-- Stored dataset items --
--------

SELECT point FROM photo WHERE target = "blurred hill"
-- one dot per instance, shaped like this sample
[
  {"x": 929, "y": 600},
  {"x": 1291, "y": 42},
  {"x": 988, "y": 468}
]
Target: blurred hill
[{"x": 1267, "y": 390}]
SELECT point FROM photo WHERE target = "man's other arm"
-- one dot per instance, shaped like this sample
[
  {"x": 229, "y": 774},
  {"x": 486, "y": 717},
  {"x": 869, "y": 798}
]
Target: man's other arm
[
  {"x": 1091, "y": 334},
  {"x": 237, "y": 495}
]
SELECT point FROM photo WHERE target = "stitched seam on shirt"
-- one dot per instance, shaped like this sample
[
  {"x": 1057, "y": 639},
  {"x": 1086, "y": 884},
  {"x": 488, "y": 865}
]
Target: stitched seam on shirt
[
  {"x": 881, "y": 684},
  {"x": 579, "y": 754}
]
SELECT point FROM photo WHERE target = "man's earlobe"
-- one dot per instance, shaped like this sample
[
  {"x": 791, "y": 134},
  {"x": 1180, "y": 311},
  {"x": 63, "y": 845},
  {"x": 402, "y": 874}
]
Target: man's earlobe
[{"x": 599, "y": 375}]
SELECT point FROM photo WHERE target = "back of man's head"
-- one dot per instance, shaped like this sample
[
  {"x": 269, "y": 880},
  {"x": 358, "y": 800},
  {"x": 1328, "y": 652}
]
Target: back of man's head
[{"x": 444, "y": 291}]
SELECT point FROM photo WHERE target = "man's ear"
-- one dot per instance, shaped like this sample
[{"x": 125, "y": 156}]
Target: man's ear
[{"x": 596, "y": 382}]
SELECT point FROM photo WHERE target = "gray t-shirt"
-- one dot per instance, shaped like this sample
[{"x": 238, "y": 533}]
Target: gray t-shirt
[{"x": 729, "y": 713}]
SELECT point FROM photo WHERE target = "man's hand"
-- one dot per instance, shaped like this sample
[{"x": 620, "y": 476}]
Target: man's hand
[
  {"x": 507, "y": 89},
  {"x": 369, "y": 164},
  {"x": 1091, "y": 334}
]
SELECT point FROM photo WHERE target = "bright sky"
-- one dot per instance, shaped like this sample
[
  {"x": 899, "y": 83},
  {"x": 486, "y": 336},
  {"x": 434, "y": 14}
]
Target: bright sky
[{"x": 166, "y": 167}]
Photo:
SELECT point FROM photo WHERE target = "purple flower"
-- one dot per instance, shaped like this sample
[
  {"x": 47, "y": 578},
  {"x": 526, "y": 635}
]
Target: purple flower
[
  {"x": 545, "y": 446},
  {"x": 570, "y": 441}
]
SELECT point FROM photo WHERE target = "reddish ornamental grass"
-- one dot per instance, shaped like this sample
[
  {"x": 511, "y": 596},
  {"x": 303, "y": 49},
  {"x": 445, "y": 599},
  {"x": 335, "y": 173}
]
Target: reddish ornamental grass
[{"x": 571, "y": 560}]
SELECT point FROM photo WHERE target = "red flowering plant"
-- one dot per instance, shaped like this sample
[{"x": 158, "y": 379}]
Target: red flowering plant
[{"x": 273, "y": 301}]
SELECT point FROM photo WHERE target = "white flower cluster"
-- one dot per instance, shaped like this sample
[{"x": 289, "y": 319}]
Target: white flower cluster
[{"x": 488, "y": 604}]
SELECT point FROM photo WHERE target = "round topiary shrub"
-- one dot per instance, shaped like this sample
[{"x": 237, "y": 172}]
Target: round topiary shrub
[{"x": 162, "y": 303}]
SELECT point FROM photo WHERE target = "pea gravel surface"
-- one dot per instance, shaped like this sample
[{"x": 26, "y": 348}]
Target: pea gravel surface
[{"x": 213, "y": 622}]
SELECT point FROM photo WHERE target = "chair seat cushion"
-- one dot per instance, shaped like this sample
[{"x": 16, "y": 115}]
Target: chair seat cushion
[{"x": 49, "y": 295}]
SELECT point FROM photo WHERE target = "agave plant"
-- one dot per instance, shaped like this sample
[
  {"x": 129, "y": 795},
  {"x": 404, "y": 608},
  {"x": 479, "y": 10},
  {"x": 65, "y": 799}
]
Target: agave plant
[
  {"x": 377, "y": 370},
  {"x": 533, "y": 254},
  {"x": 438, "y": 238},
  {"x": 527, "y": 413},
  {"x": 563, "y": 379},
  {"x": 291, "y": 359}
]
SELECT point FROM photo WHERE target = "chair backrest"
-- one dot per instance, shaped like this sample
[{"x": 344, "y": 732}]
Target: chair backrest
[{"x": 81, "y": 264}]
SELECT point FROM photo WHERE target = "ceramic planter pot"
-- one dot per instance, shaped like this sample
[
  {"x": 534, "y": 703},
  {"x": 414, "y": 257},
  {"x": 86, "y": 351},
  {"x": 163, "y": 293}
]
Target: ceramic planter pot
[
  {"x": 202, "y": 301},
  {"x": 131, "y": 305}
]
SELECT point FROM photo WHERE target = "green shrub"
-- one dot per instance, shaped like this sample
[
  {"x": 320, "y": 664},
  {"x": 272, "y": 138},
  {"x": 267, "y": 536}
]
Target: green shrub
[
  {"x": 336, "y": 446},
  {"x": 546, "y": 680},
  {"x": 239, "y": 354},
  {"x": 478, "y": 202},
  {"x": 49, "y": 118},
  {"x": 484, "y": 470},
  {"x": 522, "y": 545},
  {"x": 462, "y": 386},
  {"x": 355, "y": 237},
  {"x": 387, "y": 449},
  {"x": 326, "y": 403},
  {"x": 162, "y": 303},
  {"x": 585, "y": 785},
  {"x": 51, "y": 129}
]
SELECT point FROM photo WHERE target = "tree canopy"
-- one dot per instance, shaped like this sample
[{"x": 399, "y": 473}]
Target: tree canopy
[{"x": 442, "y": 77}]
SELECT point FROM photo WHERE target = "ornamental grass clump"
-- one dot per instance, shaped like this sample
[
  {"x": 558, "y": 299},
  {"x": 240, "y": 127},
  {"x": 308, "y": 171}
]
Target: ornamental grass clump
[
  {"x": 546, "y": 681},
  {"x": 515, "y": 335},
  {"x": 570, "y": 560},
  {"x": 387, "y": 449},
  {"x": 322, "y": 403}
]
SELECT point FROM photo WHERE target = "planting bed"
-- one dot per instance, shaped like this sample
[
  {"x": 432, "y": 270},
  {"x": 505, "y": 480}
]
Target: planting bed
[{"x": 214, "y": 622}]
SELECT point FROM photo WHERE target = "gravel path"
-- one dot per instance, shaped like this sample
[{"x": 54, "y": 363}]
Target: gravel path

--------

-- Exercise objective --
Output all of the material, please, exactly as it stands.

-- Expected answer --
SELECT point FROM photo WHERE target = "blurred hill"
-- one dot per instance, shaped like this sample
[
  {"x": 929, "y": 600},
  {"x": 1291, "y": 42},
  {"x": 988, "y": 468}
]
Target: blurred hill
[{"x": 1267, "y": 390}]
SELECT point FROM photo WHERE target = "man's other arm"
-- one dot per instance, shaped like this sample
[
  {"x": 229, "y": 774},
  {"x": 486, "y": 717},
  {"x": 869, "y": 798}
]
Target: man's other arm
[
  {"x": 1091, "y": 334},
  {"x": 237, "y": 495}
]
SELECT point FROM photo WHERE target = "stitched seam on shirt"
-- one dot per instance, shaped like this sample
[
  {"x": 1057, "y": 639},
  {"x": 1086, "y": 884},
  {"x": 488, "y": 865}
]
Target: stitched seam on shirt
[
  {"x": 881, "y": 684},
  {"x": 579, "y": 754}
]
SELECT point FROM photo WHERE target = "man's earlobe"
-- one dot per instance, shaped like this sample
[
  {"x": 791, "y": 134},
  {"x": 1180, "y": 311},
  {"x": 63, "y": 845},
  {"x": 402, "y": 874}
]
Target: man's earlobe
[{"x": 599, "y": 375}]
SELECT point FROM photo WHERE target = "back of man's head"
-- one dot per instance, shaped like this sample
[
  {"x": 269, "y": 880},
  {"x": 358, "y": 800},
  {"x": 1328, "y": 652}
]
Target: back of man's head
[{"x": 444, "y": 291}]
SELECT point FROM photo WHERE target = "man's ear"
-- one dot per instance, shaped like this sample
[{"x": 125, "y": 156}]
Target: man's ear
[{"x": 596, "y": 382}]
SELECT point FROM photo WHERE target = "gray t-shirt"
-- one dot per instance, shaped like this sample
[{"x": 238, "y": 533}]
Target: gray t-shirt
[{"x": 729, "y": 713}]
SELECT point FROM photo WHERE target = "man's hand"
-- one dot per instance, shaped like this sample
[{"x": 620, "y": 476}]
Target: man's hand
[
  {"x": 507, "y": 89},
  {"x": 369, "y": 164},
  {"x": 1091, "y": 334}
]
SELECT point FROM photo WHERE target = "bright sky"
-- one dot per instance, shaped like this sample
[
  {"x": 899, "y": 83},
  {"x": 486, "y": 336},
  {"x": 434, "y": 14}
]
Target: bright sky
[{"x": 166, "y": 167}]
Photo:
SELECT point FROM photo WHERE target = "purple flower"
-- one dot per instance, shaped like this sample
[
  {"x": 47, "y": 578},
  {"x": 526, "y": 635}
]
Target: purple flower
[
  {"x": 545, "y": 446},
  {"x": 570, "y": 441}
]
SELECT point FROM photo WHERE target = "reddish ornamental grass"
-- one dot per instance, shaped like this sample
[
  {"x": 511, "y": 596},
  {"x": 303, "y": 49},
  {"x": 445, "y": 599},
  {"x": 335, "y": 173}
]
Target: reddish ornamental grass
[{"x": 571, "y": 560}]
SELECT point FROM photo WHERE target = "red flowering plant"
-- one dot per instance, shaped like this sample
[{"x": 158, "y": 379}]
Target: red flowering plant
[{"x": 273, "y": 301}]
SELECT point FROM photo WHERE target = "white flower cluster"
-- one dot per instance, shaped like this sample
[{"x": 289, "y": 319}]
Target: white flower cluster
[{"x": 488, "y": 604}]
SELECT point FROM photo WHERE target = "round topiary shrub"
-- one dot per instance, shaped like this sample
[{"x": 237, "y": 172}]
Target: round topiary shrub
[{"x": 162, "y": 303}]
SELECT point FROM photo WHERE target = "pea gravel surface"
-- one dot per instance, shaped like this sample
[{"x": 26, "y": 348}]
Target: pea gravel surface
[{"x": 213, "y": 622}]
SELECT point FROM photo WHERE target = "chair seat cushion"
-- one dot per instance, shaped like this sample
[{"x": 16, "y": 115}]
Target: chair seat cushion
[{"x": 49, "y": 295}]
SELECT point FROM photo WHERE target = "agave plant"
-- one dot per instance, shaped like this sample
[
  {"x": 129, "y": 795},
  {"x": 404, "y": 608},
  {"x": 479, "y": 10},
  {"x": 65, "y": 799}
]
Target: agave plant
[
  {"x": 377, "y": 370},
  {"x": 533, "y": 254},
  {"x": 438, "y": 238},
  {"x": 527, "y": 413},
  {"x": 563, "y": 379},
  {"x": 291, "y": 359}
]
SELECT point FROM photo WHERE target = "chair backrest"
-- one dot per instance, shaped like this sample
[{"x": 344, "y": 732}]
Target: chair backrest
[{"x": 81, "y": 264}]
SELECT point FROM photo WHERE target = "ceramic planter pot"
-- one dot per instance, shaped like this sample
[
  {"x": 534, "y": 703},
  {"x": 414, "y": 257},
  {"x": 86, "y": 351},
  {"x": 163, "y": 293}
]
Target: ceramic planter pot
[
  {"x": 202, "y": 301},
  {"x": 131, "y": 305}
]
SELECT point FROM photo WHERE target = "green shrub"
-- one dot per instance, shaped like this sample
[
  {"x": 320, "y": 664},
  {"x": 272, "y": 138},
  {"x": 267, "y": 536}
]
Target: green shrub
[
  {"x": 336, "y": 446},
  {"x": 546, "y": 680},
  {"x": 239, "y": 354},
  {"x": 478, "y": 202},
  {"x": 49, "y": 118},
  {"x": 484, "y": 470},
  {"x": 522, "y": 545},
  {"x": 462, "y": 386},
  {"x": 355, "y": 237},
  {"x": 387, "y": 449},
  {"x": 326, "y": 403},
  {"x": 162, "y": 303},
  {"x": 585, "y": 785},
  {"x": 51, "y": 129}
]
SELECT point FROM photo WHERE target = "tree canopy"
-- one dot per instance, shaped like this sample
[{"x": 399, "y": 473}]
Target: tree canopy
[{"x": 442, "y": 77}]
SELECT point FROM photo WHERE target = "ornamental grass clump"
-- one dot per instance, shaped like this sample
[
  {"x": 558, "y": 299},
  {"x": 240, "y": 127},
  {"x": 308, "y": 171}
]
Target: ornamental grass clump
[
  {"x": 546, "y": 681},
  {"x": 515, "y": 335},
  {"x": 570, "y": 560},
  {"x": 387, "y": 449},
  {"x": 322, "y": 403}
]
SELECT point FROM photo WHERE target = "planting bed"
-- one dot per instance, shaped like this sample
[
  {"x": 432, "y": 270},
  {"x": 505, "y": 480}
]
Target: planting bed
[{"x": 214, "y": 622}]
SELECT point FROM photo WHERE target = "gravel path"
-- one dot per instance, shaped like this sample
[{"x": 54, "y": 363}]
Target: gravel path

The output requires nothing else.